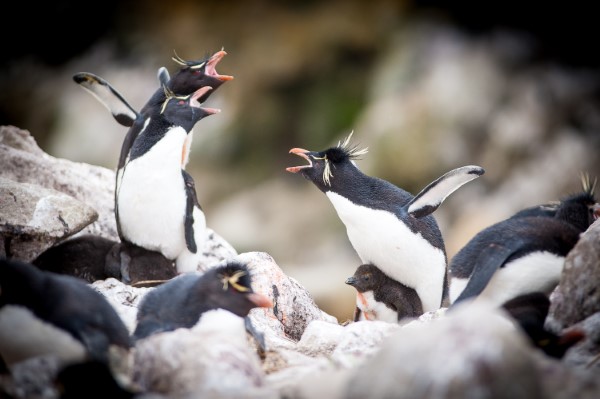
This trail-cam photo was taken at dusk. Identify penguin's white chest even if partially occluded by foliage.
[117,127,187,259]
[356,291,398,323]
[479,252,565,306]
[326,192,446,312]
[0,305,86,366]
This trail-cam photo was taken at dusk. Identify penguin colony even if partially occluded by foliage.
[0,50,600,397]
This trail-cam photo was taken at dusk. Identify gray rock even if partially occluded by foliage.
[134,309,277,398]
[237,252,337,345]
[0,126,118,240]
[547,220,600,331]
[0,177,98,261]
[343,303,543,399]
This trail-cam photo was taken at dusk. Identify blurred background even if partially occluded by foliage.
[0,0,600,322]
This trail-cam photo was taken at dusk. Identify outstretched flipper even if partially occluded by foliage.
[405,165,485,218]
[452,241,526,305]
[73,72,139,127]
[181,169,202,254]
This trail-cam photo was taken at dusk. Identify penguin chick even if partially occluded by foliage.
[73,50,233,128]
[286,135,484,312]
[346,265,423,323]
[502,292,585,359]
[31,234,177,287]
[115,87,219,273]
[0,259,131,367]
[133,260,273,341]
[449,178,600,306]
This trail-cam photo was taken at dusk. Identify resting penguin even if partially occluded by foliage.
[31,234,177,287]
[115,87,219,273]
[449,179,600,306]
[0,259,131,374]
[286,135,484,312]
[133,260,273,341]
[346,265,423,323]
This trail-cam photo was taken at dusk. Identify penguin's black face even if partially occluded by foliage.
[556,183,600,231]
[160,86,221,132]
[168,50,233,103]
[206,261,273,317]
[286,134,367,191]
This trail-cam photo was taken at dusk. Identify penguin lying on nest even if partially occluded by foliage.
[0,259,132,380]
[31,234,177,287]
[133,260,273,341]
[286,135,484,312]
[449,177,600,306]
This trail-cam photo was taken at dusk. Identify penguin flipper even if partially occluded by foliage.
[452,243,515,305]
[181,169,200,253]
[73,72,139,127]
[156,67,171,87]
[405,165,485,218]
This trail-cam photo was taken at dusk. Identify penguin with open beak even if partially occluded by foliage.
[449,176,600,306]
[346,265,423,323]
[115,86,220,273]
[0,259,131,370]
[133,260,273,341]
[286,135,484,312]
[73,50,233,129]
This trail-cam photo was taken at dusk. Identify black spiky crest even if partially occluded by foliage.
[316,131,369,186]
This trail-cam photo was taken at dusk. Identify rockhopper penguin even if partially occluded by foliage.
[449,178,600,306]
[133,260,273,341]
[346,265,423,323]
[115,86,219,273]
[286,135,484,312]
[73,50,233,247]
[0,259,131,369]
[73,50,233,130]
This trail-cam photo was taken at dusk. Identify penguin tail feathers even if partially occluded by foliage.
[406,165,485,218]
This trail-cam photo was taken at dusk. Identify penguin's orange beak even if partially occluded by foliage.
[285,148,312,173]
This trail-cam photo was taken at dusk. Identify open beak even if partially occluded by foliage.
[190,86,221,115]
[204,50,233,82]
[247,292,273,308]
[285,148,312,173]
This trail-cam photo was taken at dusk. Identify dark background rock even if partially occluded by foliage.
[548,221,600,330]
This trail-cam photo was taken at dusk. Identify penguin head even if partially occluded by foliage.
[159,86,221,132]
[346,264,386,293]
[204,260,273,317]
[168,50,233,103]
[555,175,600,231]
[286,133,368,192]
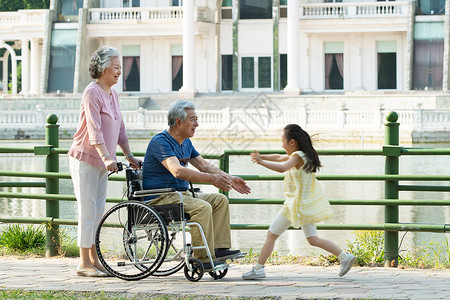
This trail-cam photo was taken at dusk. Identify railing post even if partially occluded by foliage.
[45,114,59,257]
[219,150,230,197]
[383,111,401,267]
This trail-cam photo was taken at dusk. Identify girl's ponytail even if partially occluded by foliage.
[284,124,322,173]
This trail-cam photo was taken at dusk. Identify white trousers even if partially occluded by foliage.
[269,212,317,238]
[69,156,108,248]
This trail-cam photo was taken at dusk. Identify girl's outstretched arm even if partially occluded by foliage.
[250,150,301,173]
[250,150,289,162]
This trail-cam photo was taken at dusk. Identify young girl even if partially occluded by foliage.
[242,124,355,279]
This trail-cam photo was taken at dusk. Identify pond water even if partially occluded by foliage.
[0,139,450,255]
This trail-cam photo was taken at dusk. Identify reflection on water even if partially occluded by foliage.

• Exercice:
Mettez à jour l'ensemble des données en substituant « dawn » à « dusk », sans rien changer d'autre. Les images ne doivent pas figurer dans votre réponse.

• Réponse rédigée:
This trail-cam photo was taken at dawn. Identify penguin's white chest even if partially occluded by foliage.
[117,127,187,259]
[356,291,398,323]
[479,252,565,306]
[326,192,446,312]
[0,305,86,366]
This trail-cam photo was taken at dawn. Identify penguin colony even if partially occluded by foliage.
[0,50,600,397]
This trail-cam photo was taken at dawn. Identify gray rock even if partially occluded by foliage.
[134,309,277,398]
[237,252,337,345]
[0,126,118,240]
[547,220,600,331]
[0,177,98,261]
[343,303,543,399]
This trail-cam photo was taken at dawn. Identify blurred background even if partially occluded by foliage.
[0,0,600,322]
This trail-cam photo was taken at dawn. Identify outstretched flipper even if partially occluded by foliage.
[405,165,485,218]
[452,241,526,305]
[73,72,139,127]
[181,169,202,254]
This trail-cam photo was taken at dawn. Identify penguin chick even if partially occluded by foliage.
[73,50,233,128]
[286,135,484,312]
[346,265,423,323]
[502,292,585,359]
[31,234,177,287]
[115,87,219,273]
[0,259,131,367]
[133,260,273,341]
[449,178,600,306]
This trail-cam photo was taken at dawn. Identify resting penguin even if partially occluded by foliage.
[31,234,177,287]
[115,87,219,273]
[449,179,600,306]
[0,259,131,374]
[286,135,484,312]
[133,260,273,341]
[346,265,423,323]
This trail-cam photo was taken at dawn. Identify penguin's black face even if partially occluded by foliage.
[556,183,600,231]
[160,86,221,132]
[168,50,233,103]
[206,261,273,317]
[286,134,367,191]
This trail-cam photo was taken at dawn. Identify penguin lying on nest even if partially occluded by foliage.
[0,259,132,380]
[31,234,177,287]
[133,260,273,341]
[286,135,484,312]
[449,177,600,306]
This trail-cam photo was taken at dawn. Identify penguin flipper even if partially occluded by foliage.
[452,243,515,305]
[181,169,200,253]
[73,72,139,127]
[156,67,171,87]
[405,165,485,218]
This trail-cam photo was taken at dawn. Identify penguin with open beak even if partially occluded by foliage.
[449,176,600,306]
[346,265,423,323]
[115,86,220,273]
[0,259,131,370]
[133,260,273,341]
[286,135,484,312]
[73,50,233,129]
This trail-cam photo was taken at dawn. Identify black spiky crest even if partially occluded by foliage.
[316,131,369,186]
This trail-cam photo was taken at dawn. Identify rockhopper penguin even if partially occluded by foliage.
[449,178,600,306]
[133,260,273,341]
[346,265,423,323]
[115,86,219,273]
[286,135,484,312]
[73,50,233,247]
[0,259,131,369]
[73,50,233,130]
This trail-cam photo was taken at dawn. Identify penguin tail feathers even if partially occluded by foliage.
[406,165,485,218]
This trail-cam photo was taken at dawn. Identify penguin's orange beak even if partially occluded by foliage.
[285,148,312,173]
This trail-cam photo was taken at dawn. Identify open beak even if partially occluded by foliage.
[190,86,221,115]
[204,50,233,82]
[247,292,273,308]
[285,148,312,173]
This trail-cam photo was taken at dawn. Identify dark background rock even if partially occluded by foliage.
[548,221,600,330]
This trail-cam photo was taken at dawn. Identify penguin head even if partially occluded by foliage.
[159,86,221,132]
[346,264,386,293]
[204,260,273,317]
[168,50,233,103]
[555,175,600,231]
[286,133,368,192]
This trail-cam photo was taken at dawn. Identify railing post even if partially occluded by foliage.
[45,114,59,257]
[219,150,230,197]
[383,111,401,267]
This trail-cam photo was taken at dawn. Identify girl's ponytail even if partially occluded by foliage.
[284,124,322,173]
This trail-cam photo was taken at dawn. Identify white trousers even if partially occluded by foliage.
[269,212,317,238]
[69,156,108,248]
This trail-cam photo was taken at dawn. Identify girl's outstretched arm even if partially occluded by foliage.
[250,150,301,173]
[250,150,289,162]
This trail-cam photo was taken at dawn. Identify young girl even if partially occluded by foliage.
[242,124,355,279]
This trail-cam photo was taken at dawn. Identify pond water even if partially occluded by foliage.
[0,139,450,255]
This trail-cam photo was taken at dawn. Identify reflection on water even if partially occluded by foliage.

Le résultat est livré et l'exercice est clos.